Objective: Reproduce the listing below word for word, with no pictures.

--- Start Entries provided ---

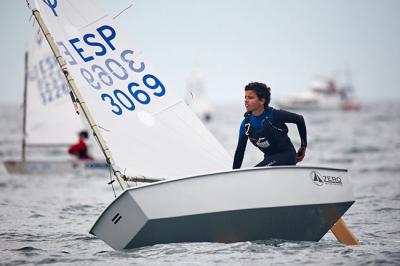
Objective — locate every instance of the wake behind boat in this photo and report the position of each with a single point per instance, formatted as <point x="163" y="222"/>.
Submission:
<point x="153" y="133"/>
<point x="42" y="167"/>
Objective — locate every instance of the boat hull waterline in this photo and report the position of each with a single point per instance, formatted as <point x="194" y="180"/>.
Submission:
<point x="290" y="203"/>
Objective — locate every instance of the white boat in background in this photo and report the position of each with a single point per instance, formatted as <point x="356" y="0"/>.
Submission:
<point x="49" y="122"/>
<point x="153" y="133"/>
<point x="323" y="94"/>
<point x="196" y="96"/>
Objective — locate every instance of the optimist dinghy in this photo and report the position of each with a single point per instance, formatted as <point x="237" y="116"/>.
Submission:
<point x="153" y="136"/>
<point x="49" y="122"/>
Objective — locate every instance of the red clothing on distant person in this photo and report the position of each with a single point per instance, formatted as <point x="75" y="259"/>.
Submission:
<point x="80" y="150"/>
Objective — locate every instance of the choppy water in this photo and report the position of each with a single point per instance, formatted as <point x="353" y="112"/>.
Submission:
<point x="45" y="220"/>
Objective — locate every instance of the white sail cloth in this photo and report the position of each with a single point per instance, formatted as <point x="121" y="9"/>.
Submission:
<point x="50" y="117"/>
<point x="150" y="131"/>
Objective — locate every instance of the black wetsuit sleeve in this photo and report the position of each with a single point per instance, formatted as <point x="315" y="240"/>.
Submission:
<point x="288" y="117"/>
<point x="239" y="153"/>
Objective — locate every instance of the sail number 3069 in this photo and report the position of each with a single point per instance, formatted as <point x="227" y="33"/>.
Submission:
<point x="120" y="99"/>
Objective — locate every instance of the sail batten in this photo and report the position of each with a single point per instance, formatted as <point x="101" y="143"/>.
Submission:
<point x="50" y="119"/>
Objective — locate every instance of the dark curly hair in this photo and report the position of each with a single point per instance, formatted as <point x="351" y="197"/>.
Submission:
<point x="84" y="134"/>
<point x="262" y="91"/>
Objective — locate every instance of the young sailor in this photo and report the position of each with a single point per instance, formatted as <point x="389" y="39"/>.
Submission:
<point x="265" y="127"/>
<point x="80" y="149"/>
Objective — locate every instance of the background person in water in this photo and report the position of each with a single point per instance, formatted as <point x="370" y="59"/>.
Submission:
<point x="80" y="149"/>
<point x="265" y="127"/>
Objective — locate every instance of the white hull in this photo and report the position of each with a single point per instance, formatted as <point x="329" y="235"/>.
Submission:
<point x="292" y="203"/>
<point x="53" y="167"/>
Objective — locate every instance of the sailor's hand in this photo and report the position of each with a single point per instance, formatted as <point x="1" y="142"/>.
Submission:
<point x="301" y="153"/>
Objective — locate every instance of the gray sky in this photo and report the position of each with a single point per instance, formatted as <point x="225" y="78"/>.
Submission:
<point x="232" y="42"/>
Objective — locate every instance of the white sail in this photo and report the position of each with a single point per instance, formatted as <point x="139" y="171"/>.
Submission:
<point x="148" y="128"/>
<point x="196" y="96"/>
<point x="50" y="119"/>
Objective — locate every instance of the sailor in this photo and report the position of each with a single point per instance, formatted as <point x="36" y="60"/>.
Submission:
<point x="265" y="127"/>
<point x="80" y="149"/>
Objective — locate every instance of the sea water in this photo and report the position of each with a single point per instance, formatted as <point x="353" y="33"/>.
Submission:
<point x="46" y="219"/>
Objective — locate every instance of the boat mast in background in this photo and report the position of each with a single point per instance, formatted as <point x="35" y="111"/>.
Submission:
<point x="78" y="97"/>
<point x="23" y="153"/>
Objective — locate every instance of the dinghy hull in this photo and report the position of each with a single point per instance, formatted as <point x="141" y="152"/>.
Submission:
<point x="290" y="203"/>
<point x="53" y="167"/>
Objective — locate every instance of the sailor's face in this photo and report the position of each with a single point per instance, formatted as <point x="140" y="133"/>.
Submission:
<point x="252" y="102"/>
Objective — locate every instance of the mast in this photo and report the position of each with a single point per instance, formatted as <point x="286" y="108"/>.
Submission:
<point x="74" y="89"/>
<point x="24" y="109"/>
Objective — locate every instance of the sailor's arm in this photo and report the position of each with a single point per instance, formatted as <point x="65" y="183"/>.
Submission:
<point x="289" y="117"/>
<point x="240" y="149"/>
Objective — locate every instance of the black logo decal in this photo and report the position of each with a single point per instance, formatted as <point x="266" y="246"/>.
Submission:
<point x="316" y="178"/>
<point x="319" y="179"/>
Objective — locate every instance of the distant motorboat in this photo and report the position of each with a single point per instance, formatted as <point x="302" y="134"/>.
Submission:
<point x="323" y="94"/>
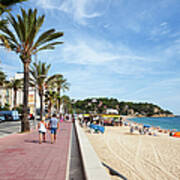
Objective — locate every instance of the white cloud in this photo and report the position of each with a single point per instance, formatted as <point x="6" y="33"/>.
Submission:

--- End Entries provided ---

Task answer:
Objective — locate every instance of the wake behind boat in this photo and report the position of each with a single point per instance, formatted as <point x="163" y="222"/>.
Submission:
<point x="153" y="133"/>
<point x="42" y="167"/>
Objective — locate every instance of the boat hull waterline in this photo and report the position of each with a single point per instance, formatted as <point x="194" y="180"/>.
Submission:
<point x="290" y="203"/>
Objective — locate every instance of the white boat in background in this photo and report the position of each with a single point per instance, formatted as <point x="356" y="0"/>.
Submission:
<point x="49" y="122"/>
<point x="153" y="133"/>
<point x="323" y="94"/>
<point x="196" y="96"/>
Objective — locate every instance of the optimist dinghy in this photo and report the position of each with a single point per instance, formatted as <point x="237" y="116"/>.
Submission:
<point x="153" y="136"/>
<point x="49" y="122"/>
Objective — locate every instance of the red clothing on distant person in this photo and report the position of each with a single point per instance, formatted as <point x="75" y="259"/>.
Submission:
<point x="80" y="150"/>
Objective — locate every instance of the choppy water in this photo and report the position of each with a single point per instance, formatted as <point x="353" y="112"/>.
Submission:
<point x="45" y="220"/>
Objective — locate every instance of the white sail cloth in this photo and report the position of each with a single point per instance, formatted as <point x="121" y="9"/>.
Submission:
<point x="50" y="117"/>
<point x="150" y="131"/>
Objective — locate every instance of the black wetsuit sleeve in this photo and report the position of each with a single point per instance, formatted as <point x="315" y="240"/>.
Submission:
<point x="288" y="117"/>
<point x="239" y="153"/>
Objective — locate every instance of the sail number 3069 in this photo and report the position of each with a single point per instance, formatted as <point x="227" y="33"/>.
Submission:
<point x="120" y="99"/>
Objective — locate every instance of the sail batten in this photo and report the position of each with a single point per instance, formatted as <point x="101" y="143"/>.
Submission:
<point x="50" y="119"/>
Objective — locate every instance of the dark curly hair in this photo and report the position of each with a single point per instance, formatted as <point x="351" y="197"/>.
Submission:
<point x="84" y="134"/>
<point x="262" y="91"/>
Objective — locate every instance of the young sailor in this photo and report the position of each with a single point per instance, formatted as <point x="389" y="39"/>.
Submission:
<point x="265" y="127"/>
<point x="80" y="149"/>
Objective — locate every instance of the background person in water in this photo and report the position of each with a single point per instance, formatted as <point x="370" y="59"/>.
Submission:
<point x="80" y="149"/>
<point x="265" y="127"/>
Objective — locate every instance of the white hull in this photo and report the position of each with a single point per instance, formatted as <point x="329" y="235"/>.
Submission:
<point x="292" y="203"/>
<point x="53" y="167"/>
Objective — locate every instance of the sailor's hand in this photo and report the position of each with a single point per instance, formatted as <point x="1" y="142"/>.
Submission:
<point x="301" y="153"/>
Objective — locate every instance of the gray sky in this photo and report the position of each with a single point per instance, formatted as <point x="225" y="78"/>.
Submission:
<point x="232" y="42"/>
Objective — locate every instance of the white sail in this photo and report the position of each with a single point per instance, formatted as <point x="139" y="171"/>.
Submission:
<point x="148" y="128"/>
<point x="196" y="96"/>
<point x="50" y="119"/>
Objective — locate every instance of the sailor in this photo and report the position of each with a single point per instance, formatted as <point x="36" y="60"/>.
Submission:
<point x="265" y="127"/>
<point x="80" y="149"/>
Objective — locate every instance of the sea water in this photo and report the position of each with a single point per instance, formatted as <point x="353" y="33"/>.
Submission:
<point x="46" y="219"/>
Objective — locate every instance of the boat mast in background in this photo and report the position of each with a single point per instance, formatted as <point x="35" y="111"/>.
Submission:
<point x="78" y="97"/>
<point x="23" y="153"/>
Objective — locate every instance of the dinghy hull in this photo and report the position of each with a single point per instance, formatted as <point x="141" y="152"/>.
Submission:
<point x="290" y="203"/>
<point x="53" y="167"/>
Objective — locate every instance of the sailor's face in this photo and report the position of each with a single point per instance, formatted as <point x="140" y="133"/>.
Submission:
<point x="252" y="102"/>
Objective — locate every instance of the mast in this photo and report the position of each with a single point per instance, formatted as <point x="286" y="108"/>.
Submission:
<point x="74" y="89"/>
<point x="24" y="109"/>
Objective — locate every instance of the sailor's arm in this photo and report the position of each with a single point per instance, formatted as <point x="65" y="183"/>.
Submission:
<point x="289" y="117"/>
<point x="240" y="149"/>
Objective — locate every instance of the black logo decal in this photo and report the position of each with a single point per instance, formatted as <point x="266" y="246"/>.
Submission:
<point x="316" y="178"/>
<point x="319" y="179"/>
Objective — locate every instance of the distant motorboat in this photo and report the position of each with a single point per instance, formatted as <point x="302" y="134"/>.
Submission:
<point x="323" y="94"/>
Objective — locate every instance of the white cloud in this photo and report the position of each with a single point per instance, formatted as <point x="6" y="33"/>.
Submission:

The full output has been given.